Exercise prompt - Render all the records as a two-column CSV with the header request,answer and one row per record. Put the request text and its answer each in a single quoted field, replacing line breaks with spaces.

BEGIN Records to process

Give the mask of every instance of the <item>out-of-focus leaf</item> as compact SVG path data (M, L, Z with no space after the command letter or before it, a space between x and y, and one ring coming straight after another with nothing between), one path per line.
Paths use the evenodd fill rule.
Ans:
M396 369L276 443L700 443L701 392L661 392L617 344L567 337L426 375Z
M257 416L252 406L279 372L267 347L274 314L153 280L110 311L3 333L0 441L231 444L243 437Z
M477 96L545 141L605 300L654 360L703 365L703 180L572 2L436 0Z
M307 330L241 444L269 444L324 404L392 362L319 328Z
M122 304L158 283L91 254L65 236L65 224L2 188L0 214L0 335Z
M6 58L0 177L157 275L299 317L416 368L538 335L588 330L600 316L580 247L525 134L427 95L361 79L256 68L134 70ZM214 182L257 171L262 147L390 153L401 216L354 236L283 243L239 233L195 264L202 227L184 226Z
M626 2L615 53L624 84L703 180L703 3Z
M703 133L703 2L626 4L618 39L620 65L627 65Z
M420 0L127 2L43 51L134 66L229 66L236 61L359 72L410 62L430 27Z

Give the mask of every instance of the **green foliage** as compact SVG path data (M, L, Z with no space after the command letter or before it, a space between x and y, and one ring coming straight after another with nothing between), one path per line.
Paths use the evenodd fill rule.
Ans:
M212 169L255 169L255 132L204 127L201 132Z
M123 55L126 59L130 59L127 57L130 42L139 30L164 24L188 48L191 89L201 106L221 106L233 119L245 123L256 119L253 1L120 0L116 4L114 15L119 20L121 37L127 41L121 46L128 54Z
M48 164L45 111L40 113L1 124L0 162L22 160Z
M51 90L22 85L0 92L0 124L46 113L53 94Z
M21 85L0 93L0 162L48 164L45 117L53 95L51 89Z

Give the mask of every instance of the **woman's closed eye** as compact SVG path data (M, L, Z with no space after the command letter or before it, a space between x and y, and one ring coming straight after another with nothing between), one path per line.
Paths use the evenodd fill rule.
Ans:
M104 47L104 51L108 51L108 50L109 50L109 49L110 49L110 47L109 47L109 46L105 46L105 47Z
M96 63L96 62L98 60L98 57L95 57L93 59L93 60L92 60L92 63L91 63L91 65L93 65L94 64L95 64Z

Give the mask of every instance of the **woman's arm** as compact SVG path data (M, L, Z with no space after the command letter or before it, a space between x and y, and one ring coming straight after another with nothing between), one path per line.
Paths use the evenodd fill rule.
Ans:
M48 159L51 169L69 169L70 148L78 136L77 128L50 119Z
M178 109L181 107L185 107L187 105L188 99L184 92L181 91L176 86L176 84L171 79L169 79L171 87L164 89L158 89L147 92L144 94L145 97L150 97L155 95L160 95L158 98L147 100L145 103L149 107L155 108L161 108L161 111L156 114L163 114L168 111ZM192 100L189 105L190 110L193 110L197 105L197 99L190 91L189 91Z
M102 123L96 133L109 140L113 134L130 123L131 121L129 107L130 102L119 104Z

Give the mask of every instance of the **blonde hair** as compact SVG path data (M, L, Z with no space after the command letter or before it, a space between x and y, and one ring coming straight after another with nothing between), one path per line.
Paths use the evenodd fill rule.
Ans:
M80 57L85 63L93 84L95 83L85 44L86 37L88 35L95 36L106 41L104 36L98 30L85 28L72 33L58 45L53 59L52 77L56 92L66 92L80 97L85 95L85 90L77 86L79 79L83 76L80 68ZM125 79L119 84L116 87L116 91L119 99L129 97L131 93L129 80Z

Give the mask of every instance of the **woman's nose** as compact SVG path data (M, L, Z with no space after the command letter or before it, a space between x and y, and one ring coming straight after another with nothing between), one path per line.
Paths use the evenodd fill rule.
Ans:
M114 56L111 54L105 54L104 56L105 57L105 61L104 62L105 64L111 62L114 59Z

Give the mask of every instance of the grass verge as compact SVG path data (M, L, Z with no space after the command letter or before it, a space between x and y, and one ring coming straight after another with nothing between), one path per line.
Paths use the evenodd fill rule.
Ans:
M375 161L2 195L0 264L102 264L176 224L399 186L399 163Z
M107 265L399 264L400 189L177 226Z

END Records to process

Output below -
request,answer
"Give the mask of every instance of the <item>out-of-focus leaf</item> as compact SVG path data (M, L, Z with no space after the command letter or before it, a space between x and y, and one ring coming straight after another with nothing between), one path per line. Paths use the evenodd fill rule. Ans:","M396 369L276 443L700 443L701 392L661 392L617 344L567 337L426 375Z M257 416L252 406L279 372L267 347L274 314L153 280L110 311L3 333L0 441L231 444L243 437Z M477 96L545 141L605 300L654 360L703 365L703 180L572 2L436 0Z M307 330L241 444L269 444L324 404L392 362L319 328Z M122 304L158 283L91 254L65 236L65 224L2 188L0 214L0 335Z M6 58L0 177L157 275L299 317L416 368L538 335L588 330L600 316L580 247L525 134L427 95L361 79L256 68L134 70ZM214 182L257 171L262 147L390 153L401 216L354 236L283 243L239 233L195 264L202 227L184 226Z M626 2L615 53L624 84L703 180L703 3Z M703 133L703 2L626 4L618 39L620 65L627 65Z M420 0L127 2L43 51L134 66L229 66L236 61L359 72L410 62L430 27Z"
"Give the mask of every instance of the **green foliage** as compact SVG path data (M, L, Z with no space after the command letter or before it, a space between x and y, and one ring coming straight after another with nothing between), one path per line. Paths use the evenodd fill rule. Ans:","M212 169L255 169L255 132L204 127L201 132Z M123 55L126 59L130 59L127 57L130 42L139 30L164 24L188 48L191 89L201 106L221 106L233 119L245 123L256 119L253 1L120 0L116 4L114 15L119 20L121 37L127 41L121 46L128 54Z M48 164L45 111L40 113L1 124L0 162L22 160Z M51 90L22 85L0 92L0 124L46 113L53 94Z M21 85L0 93L0 162L48 164L45 117L53 95L51 89Z"
"Give the mask of every instance of the **woman's closed eye** as compact SVG path data (M, L, Z with no space after the command letter or before it, a space between x and y, and one ring coming straight after another with nothing between), one path per line. Paths use the evenodd fill rule. Ans:","M104 47L104 51L108 51L108 50L109 50L109 49L110 49L110 47L109 47L109 46L105 46L105 47Z M96 63L96 62L98 60L98 57L95 57L93 59L93 60L92 60L92 63L91 63L91 65L93 65L94 64L95 64Z"
"Give the mask of every instance of the **woman's arm** as compact SVG path data (M, L, Z with no space after the command letter or before it, a space between x and y, and one ring coming straight after another with nothing between), one path per line. Paths use the evenodd fill rule. Ans:","M48 159L51 169L69 169L70 148L78 136L77 128L50 119Z M178 109L181 107L185 107L187 105L188 99L184 92L181 91L176 86L176 84L171 79L169 79L171 87L164 89L158 89L147 92L144 94L145 97L150 97L155 95L160 95L158 98L147 100L145 103L149 107L155 108L161 108L161 111L156 114L163 114L168 111ZM192 100L189 105L190 110L193 110L197 105L197 99L190 91L189 91Z M102 123L96 133L109 140L113 134L130 123L131 121L129 107L130 102L119 104Z"
"Give the mask of every instance of the **blonde hair** as compact SVG path data (M, L, Z with no space after the command letter or before it, a space between x and y, and one ring coming straight after another with nothing between), one path per line. Paths use the evenodd fill rule. Ans:","M80 57L85 63L93 84L95 83L85 44L86 37L88 35L95 36L106 41L104 36L98 30L85 28L72 33L58 45L53 59L52 77L56 92L66 92L80 97L85 95L85 90L77 86L79 79L83 76L80 68ZM125 79L119 84L116 87L116 91L119 99L129 97L131 93L129 80Z"
"Give the mask of every instance of the **woman's nose** as compact SVG path data (M, L, Z with no space after the command letter or before it, a space between x and y, and one ring coming straight after another with nothing between), one path per line. Paths use the evenodd fill rule. Ans:","M114 56L111 54L105 54L104 56L105 57L105 61L104 62L105 64L111 62L114 59Z"
"Give the mask of every instance of the grass verge as compact SVG path data (M, L, Z with no space after the command letter or before it, a space between x and y, and one ring coming straight after another with nothing between), one path per line. Paths use the evenodd fill rule. Ans:","M375 161L2 195L0 264L102 264L176 224L399 186L399 163Z M107 265L399 264L400 189L177 226Z"